Like the Roger Corman production that evolved from Operacija Ticijan into Track of the Vampire via Portrait in Terror and Blood Bath, the saga of Al Adamson’s first film as a solo director is of reshoots, recuts, retitlings and re-presentation as what was taken to be an unsaleable low-budget crime movie was mauled over – under the aegis of producer Samuel M. Sherman – into nonsensical horror for which there was a market.
Adamson started out with a script called Two Tickets to Terror (in the film, they are tickets on a Grehound bus) and filmed it as Echo of Terror. This starts with a violent jewel robbery and then gets into thugs stalking a regular family, thanks to the familiar device (later in Wait Until Dark) of a mcguffin (the gems) being stashed inside a doll (a weird blackface baby that sings Stephen Foster songs and is called Christie, which gets special billing) lugged around by an innocent moppet. The first step away from Adamson’s initial concept came when it was suggested that the film might get play if it were a semi-musical pegged to the go-go trend, though that seems to have been a part of the scheme from the outset since it gives a star build-up to Tacey Robbins, who plays nightclub singer Linda Clarke, mother of doll-cradling bratette Nancy (K. K. Riddle) and wife of reluctant hero David (Kirk Duncan). Psycho A Go Go may have some makeshift performances, but it’s an okay little crime-suspense item with terrific Techniscope cinematography from Vilmos Zsigmond. The initial robbery, during which the gang’s most psycho member Joe Corey (Roy Morton) kills one of his own associated (Al Adamson himself), is a well-paced and efficient sequence, and there’s some good work in a climax that takes place in some spectacular snowy mountain scenery even if it takes a while to drag the characters up there.

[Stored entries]
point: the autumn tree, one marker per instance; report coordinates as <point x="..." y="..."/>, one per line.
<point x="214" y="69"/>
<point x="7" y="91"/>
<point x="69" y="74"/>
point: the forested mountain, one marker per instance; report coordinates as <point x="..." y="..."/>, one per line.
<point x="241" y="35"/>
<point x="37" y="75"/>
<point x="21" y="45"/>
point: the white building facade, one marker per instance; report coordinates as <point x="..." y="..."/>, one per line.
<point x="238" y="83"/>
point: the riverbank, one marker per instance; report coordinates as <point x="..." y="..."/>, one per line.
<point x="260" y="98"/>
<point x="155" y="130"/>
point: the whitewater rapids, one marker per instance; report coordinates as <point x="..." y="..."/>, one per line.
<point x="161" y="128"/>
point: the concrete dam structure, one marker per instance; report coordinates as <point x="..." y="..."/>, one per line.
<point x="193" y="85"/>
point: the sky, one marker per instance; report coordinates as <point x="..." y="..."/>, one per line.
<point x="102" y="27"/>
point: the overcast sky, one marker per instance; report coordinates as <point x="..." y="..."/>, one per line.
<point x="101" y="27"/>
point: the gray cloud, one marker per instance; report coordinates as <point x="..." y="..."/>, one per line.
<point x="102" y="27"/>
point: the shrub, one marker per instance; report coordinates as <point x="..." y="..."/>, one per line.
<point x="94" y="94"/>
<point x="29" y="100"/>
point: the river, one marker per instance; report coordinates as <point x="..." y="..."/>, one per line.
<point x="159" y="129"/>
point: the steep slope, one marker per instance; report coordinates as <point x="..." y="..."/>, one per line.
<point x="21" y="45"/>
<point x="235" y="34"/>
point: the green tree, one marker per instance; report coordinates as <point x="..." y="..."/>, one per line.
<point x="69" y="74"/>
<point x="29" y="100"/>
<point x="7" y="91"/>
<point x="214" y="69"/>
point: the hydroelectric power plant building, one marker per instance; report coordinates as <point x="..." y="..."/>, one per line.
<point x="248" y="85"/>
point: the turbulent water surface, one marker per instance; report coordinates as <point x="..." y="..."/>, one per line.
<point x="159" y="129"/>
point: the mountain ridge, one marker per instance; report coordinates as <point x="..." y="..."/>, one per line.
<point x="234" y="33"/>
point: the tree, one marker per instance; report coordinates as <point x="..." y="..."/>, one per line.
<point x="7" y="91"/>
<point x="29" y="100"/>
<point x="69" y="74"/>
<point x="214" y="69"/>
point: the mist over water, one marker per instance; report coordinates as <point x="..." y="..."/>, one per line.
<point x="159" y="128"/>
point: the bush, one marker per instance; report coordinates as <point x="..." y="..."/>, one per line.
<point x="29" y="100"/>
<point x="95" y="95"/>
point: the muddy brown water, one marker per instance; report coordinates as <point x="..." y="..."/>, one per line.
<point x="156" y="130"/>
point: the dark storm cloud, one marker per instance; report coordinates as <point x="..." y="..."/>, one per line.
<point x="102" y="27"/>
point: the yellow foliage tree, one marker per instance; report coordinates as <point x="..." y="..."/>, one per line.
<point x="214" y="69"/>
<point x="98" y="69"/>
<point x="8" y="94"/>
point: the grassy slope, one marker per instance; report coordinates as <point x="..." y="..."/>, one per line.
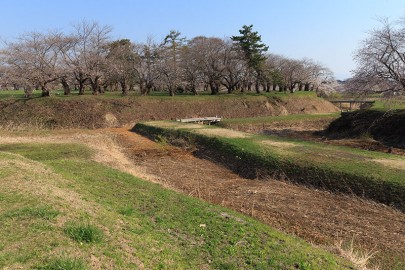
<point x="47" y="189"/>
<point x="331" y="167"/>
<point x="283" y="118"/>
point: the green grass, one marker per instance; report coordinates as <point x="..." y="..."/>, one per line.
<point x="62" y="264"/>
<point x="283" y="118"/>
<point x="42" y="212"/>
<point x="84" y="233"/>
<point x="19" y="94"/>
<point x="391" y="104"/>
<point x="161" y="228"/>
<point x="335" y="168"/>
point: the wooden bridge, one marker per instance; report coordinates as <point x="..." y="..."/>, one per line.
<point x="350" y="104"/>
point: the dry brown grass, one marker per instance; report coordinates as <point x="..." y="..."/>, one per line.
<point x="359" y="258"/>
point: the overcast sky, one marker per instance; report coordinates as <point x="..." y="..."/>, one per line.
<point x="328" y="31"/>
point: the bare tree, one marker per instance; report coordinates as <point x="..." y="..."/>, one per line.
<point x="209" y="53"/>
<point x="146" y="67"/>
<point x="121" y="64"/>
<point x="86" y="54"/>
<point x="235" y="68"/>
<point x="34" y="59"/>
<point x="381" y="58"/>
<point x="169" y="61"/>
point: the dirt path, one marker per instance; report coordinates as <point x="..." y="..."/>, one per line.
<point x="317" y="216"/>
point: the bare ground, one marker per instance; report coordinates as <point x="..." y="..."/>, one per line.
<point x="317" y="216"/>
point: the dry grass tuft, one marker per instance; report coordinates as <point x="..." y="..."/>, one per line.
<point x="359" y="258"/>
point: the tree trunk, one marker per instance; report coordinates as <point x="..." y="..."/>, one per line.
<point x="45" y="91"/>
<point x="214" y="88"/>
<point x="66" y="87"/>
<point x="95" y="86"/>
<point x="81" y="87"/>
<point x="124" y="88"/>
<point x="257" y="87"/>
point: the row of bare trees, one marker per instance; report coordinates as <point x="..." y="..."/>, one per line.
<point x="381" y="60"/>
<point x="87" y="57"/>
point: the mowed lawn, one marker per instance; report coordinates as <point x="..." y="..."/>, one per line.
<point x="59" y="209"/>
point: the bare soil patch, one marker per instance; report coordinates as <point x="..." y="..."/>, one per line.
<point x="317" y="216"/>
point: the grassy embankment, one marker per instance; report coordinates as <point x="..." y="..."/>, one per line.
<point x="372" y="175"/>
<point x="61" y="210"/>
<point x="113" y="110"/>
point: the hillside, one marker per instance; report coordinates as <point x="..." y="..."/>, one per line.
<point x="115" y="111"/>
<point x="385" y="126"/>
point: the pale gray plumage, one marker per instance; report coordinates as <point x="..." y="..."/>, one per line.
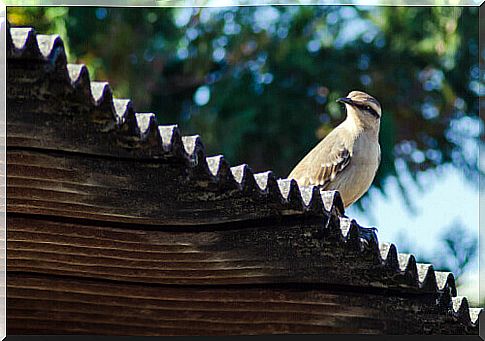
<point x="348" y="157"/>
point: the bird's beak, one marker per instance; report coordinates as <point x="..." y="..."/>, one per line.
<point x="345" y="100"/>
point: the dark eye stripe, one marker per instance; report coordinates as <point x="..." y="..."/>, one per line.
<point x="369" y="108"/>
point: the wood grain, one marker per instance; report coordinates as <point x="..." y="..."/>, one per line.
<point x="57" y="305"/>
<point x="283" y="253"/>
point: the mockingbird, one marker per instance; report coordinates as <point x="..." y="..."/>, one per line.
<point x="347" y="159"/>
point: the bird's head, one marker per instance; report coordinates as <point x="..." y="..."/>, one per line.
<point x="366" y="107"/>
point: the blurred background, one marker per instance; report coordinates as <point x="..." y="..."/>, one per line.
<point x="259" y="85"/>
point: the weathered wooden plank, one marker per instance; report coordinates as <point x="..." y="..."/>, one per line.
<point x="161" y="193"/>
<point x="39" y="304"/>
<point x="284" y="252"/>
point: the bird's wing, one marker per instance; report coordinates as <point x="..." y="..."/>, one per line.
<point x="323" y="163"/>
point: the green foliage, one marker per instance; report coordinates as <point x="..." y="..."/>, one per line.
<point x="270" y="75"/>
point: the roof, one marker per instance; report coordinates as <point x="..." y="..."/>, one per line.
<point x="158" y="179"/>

---

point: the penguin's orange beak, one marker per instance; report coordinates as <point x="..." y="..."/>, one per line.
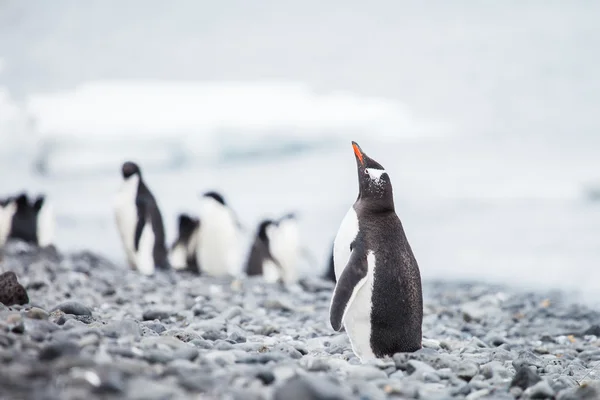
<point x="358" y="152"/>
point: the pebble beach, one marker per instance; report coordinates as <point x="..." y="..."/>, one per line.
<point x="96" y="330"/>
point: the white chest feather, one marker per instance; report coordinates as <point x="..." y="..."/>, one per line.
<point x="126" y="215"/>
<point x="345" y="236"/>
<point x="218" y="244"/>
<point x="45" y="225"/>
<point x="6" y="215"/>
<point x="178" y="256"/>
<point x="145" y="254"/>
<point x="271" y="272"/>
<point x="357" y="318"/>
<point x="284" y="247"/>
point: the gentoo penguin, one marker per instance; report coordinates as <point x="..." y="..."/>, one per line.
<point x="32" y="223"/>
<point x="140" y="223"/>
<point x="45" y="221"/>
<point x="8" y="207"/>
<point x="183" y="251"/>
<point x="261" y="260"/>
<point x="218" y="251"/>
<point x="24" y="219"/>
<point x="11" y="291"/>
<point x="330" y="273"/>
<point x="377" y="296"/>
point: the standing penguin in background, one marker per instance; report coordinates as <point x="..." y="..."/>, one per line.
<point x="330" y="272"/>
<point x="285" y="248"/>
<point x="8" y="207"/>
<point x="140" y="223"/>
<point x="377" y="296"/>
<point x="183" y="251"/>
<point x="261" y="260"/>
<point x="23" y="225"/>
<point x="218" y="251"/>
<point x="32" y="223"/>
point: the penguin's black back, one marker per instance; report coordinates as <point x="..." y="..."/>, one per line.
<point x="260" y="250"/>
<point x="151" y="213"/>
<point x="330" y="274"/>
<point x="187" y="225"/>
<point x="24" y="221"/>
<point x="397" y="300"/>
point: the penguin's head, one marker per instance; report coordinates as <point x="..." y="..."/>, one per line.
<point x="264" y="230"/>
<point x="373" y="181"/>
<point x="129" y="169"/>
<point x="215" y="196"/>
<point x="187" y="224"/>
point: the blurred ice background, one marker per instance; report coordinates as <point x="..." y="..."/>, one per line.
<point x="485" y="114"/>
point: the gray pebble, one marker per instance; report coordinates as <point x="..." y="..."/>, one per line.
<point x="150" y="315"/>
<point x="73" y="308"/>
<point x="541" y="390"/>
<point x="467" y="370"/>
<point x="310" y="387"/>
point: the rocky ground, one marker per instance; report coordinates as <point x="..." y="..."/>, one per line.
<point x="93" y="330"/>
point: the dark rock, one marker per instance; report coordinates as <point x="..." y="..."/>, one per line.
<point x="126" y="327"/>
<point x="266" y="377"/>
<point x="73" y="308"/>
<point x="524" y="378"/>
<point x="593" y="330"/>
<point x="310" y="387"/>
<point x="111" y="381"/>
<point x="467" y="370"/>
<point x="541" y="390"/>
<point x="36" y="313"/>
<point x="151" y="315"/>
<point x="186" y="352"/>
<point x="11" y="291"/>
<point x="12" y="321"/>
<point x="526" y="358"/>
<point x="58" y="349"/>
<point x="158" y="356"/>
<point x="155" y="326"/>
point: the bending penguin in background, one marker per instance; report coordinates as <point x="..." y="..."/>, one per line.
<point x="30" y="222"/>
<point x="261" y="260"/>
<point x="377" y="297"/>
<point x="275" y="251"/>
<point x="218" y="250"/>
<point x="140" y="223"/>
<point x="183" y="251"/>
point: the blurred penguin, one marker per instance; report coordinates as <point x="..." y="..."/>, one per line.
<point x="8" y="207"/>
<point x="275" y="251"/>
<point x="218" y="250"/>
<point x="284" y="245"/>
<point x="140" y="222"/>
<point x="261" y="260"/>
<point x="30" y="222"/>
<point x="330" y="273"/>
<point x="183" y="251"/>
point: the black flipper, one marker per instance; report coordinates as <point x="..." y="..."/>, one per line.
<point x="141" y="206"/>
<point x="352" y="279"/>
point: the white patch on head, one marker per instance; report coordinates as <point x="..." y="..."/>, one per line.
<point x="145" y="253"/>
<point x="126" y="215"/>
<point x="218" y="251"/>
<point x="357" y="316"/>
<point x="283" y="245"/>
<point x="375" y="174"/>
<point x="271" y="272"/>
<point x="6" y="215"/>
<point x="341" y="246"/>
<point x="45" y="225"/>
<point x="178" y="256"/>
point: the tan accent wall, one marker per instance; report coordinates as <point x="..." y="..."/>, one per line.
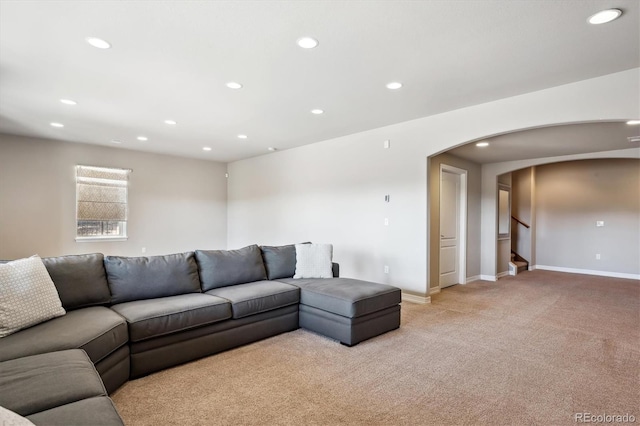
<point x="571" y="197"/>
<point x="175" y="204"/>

**REQUIRED ACTIONS**
(a) Answer these from the review of Al Adamson's first solo film:
(i) What was the script Adamson started out with called?
(ii) Who plays nightclub singer Linda Clarke?
(iii) Who shot the film's Techniscope cinematography?
(b) Write the next part of the review of Al Adamson's first solo film, picking up after its final sentence.

**YOUR RESPONSES**
(a)
(i) Two Tickets to Terror
(ii) Tacey Robbins
(iii) Vilmos Zsigmond

(b)
There’s a Desperate Hours-ish home invasion, and Lyle Felice – from Halfway to Hell, which Adamson co-directed without credit – appears as a goateed mastermind (in the Adamson oeuvre, it never does to trust a goatee guy). Plus a few spirited if unmemorable belter songs accompanied by girls jittering in front of a mirror and a couple of tipped-in psycho killings as Corey murders women while accomplishing relatively mundane address-locating tasks. It’s the best version of the film. Sherman then prevailed on Adamson to slip in a couple of scenes with John Carradine as Dr Vanard, with Morton and Joey Ward (as a cop secondary hero) returning to shoot new footage. Now, the villain is a Vietnam veteran saved from catatonia by a pre-Terminal Man brain implant which supposedly makes him unpredictably violent. Adamson whips together the new stuff with notably less enthusiasm. Carradine’s death by electric helmet is clumsily laughable in zero-budget nonsense fashion and even the splicing in is done on the cheap, with Carradine’s credit and the new title (The Fiend with the Electronic Brain) on the same card and the now-star-name not added to the recap picture credits at the end (which even give prominent ‘and with’ billing to Christie the suspect doll).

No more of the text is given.